[Object position labeling rows]
+--

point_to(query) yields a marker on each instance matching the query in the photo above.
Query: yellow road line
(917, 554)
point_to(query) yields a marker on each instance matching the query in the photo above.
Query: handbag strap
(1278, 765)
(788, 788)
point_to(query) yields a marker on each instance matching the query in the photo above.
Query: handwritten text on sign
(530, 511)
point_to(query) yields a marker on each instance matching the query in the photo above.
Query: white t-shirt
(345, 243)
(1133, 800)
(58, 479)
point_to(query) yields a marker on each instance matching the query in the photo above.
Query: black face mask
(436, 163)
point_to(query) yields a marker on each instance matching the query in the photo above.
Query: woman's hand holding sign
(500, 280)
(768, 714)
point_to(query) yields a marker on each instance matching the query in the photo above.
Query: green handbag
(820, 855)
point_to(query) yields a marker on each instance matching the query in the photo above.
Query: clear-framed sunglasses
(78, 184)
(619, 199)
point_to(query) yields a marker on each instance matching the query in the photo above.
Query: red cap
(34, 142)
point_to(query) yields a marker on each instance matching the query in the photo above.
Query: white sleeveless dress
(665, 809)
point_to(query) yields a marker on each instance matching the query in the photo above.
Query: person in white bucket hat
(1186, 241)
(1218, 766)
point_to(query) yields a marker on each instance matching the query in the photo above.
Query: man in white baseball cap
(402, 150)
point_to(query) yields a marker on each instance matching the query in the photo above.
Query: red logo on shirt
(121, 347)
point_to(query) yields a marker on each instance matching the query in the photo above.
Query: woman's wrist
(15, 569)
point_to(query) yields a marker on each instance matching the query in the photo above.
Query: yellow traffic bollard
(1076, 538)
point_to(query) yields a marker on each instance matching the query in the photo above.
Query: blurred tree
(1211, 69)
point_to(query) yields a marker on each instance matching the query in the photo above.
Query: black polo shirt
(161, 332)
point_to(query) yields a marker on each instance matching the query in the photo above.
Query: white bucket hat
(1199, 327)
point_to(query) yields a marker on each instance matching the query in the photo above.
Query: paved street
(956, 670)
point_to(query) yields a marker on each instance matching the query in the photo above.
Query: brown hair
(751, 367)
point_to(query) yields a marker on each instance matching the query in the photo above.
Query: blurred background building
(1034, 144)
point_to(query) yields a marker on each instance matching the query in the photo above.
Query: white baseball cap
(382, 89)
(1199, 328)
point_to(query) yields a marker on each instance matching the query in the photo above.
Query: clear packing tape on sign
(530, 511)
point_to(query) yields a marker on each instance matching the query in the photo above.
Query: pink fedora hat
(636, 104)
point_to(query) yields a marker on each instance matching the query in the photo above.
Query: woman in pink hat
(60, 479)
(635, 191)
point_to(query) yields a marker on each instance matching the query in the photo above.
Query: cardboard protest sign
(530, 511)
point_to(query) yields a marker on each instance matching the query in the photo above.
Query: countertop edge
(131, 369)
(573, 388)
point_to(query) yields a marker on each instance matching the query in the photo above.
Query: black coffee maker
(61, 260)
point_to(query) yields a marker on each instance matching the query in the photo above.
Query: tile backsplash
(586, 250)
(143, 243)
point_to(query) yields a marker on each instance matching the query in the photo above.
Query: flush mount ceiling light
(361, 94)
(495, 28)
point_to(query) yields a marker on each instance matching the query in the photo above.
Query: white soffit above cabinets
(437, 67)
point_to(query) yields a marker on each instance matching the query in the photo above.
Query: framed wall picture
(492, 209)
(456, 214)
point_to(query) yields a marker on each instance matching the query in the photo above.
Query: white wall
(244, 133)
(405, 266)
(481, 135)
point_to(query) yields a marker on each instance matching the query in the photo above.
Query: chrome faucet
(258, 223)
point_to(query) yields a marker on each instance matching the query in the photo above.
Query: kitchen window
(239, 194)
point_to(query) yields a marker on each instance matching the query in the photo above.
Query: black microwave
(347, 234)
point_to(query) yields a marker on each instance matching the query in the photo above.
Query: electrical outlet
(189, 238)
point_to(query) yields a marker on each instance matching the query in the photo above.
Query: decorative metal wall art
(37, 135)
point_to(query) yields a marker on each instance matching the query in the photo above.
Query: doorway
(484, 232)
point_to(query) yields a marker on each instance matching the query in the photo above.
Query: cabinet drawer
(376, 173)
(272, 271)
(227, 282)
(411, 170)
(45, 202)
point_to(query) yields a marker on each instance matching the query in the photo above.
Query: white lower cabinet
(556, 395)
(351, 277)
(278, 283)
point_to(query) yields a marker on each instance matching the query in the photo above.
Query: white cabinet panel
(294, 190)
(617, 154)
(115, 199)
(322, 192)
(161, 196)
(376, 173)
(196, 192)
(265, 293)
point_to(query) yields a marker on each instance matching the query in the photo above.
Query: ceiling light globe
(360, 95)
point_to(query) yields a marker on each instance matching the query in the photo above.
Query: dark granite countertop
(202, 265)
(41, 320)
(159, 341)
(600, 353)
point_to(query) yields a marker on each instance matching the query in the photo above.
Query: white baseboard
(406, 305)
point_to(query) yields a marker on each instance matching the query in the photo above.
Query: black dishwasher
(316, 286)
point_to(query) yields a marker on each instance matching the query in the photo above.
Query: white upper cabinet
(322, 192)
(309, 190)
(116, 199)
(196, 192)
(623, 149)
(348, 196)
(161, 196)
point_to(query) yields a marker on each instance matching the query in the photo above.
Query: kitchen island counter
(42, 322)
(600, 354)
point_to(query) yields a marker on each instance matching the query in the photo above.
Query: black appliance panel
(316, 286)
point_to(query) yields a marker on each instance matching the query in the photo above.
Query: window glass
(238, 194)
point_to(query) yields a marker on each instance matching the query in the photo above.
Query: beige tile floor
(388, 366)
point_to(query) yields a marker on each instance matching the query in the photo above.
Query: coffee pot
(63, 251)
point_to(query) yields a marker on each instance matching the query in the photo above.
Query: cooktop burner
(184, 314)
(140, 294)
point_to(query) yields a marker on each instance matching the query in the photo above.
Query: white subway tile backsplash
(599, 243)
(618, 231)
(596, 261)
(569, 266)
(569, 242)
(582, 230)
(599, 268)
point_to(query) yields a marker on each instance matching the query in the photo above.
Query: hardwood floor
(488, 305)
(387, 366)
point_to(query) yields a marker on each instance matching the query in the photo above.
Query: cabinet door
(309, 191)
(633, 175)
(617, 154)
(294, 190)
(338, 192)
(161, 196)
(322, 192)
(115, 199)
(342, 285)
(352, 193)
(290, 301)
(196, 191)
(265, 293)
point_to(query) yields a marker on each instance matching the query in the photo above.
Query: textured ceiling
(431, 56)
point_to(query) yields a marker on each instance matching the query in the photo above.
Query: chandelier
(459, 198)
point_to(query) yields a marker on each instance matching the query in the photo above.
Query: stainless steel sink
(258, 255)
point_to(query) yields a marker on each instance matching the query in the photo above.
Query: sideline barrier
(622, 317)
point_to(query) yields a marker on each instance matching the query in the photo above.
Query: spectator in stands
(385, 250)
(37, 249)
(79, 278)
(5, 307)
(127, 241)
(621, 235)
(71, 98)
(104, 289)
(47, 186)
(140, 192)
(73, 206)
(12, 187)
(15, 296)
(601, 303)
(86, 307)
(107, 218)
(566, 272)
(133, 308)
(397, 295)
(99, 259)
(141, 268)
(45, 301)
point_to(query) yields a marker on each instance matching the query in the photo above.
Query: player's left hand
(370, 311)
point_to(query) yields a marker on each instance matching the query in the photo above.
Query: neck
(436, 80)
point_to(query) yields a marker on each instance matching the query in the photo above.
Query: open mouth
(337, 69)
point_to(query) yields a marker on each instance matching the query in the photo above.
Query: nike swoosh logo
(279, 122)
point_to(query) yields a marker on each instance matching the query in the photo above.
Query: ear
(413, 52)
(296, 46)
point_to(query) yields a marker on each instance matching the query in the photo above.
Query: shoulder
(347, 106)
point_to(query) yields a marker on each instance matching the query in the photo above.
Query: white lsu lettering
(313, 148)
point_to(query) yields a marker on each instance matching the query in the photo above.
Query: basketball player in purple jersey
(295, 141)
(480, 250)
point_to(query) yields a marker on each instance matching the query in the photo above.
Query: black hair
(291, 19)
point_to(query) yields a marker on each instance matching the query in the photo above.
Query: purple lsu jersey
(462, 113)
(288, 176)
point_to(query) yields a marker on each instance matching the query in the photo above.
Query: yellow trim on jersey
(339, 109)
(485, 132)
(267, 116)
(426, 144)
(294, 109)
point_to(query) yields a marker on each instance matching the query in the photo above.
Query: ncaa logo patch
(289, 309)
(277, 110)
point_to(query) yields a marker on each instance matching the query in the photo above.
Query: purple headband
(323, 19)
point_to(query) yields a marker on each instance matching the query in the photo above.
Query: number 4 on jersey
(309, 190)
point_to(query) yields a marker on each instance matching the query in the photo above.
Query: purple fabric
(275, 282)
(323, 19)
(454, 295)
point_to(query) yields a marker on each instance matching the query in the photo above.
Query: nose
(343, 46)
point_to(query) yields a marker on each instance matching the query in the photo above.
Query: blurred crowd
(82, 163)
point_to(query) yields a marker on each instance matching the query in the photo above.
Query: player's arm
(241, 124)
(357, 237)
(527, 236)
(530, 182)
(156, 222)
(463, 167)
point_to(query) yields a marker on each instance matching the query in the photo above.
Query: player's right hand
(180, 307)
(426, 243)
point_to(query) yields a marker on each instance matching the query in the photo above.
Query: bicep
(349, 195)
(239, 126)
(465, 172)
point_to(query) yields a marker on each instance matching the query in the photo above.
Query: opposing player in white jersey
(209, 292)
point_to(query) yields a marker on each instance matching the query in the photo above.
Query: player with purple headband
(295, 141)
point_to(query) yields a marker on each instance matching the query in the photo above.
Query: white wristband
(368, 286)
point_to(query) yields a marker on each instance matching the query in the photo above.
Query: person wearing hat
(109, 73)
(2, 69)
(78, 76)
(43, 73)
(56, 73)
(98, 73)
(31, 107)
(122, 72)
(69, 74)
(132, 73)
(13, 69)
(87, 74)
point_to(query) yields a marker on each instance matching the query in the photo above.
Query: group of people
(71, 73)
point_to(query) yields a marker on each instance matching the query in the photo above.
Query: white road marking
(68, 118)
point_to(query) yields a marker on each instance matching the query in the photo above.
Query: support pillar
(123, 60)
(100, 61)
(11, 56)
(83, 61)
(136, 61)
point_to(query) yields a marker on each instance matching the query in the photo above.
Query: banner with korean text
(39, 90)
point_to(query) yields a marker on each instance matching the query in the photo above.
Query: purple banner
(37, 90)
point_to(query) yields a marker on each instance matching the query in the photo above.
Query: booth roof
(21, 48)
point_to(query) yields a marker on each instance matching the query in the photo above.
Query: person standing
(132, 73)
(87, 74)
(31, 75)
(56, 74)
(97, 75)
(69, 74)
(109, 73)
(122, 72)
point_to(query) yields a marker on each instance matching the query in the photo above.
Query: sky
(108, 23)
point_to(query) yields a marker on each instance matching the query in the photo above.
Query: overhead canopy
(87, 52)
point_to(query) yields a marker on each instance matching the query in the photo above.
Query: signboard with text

+--

§ TASK BRIEF:
Please gather every line of the rows that holds the string "blurred", matching case exactly, and copy each one.

§ OUTPUT FOR THIS TASK:
Query: blurred tree
Query: blurred background building
Query: blurred crowd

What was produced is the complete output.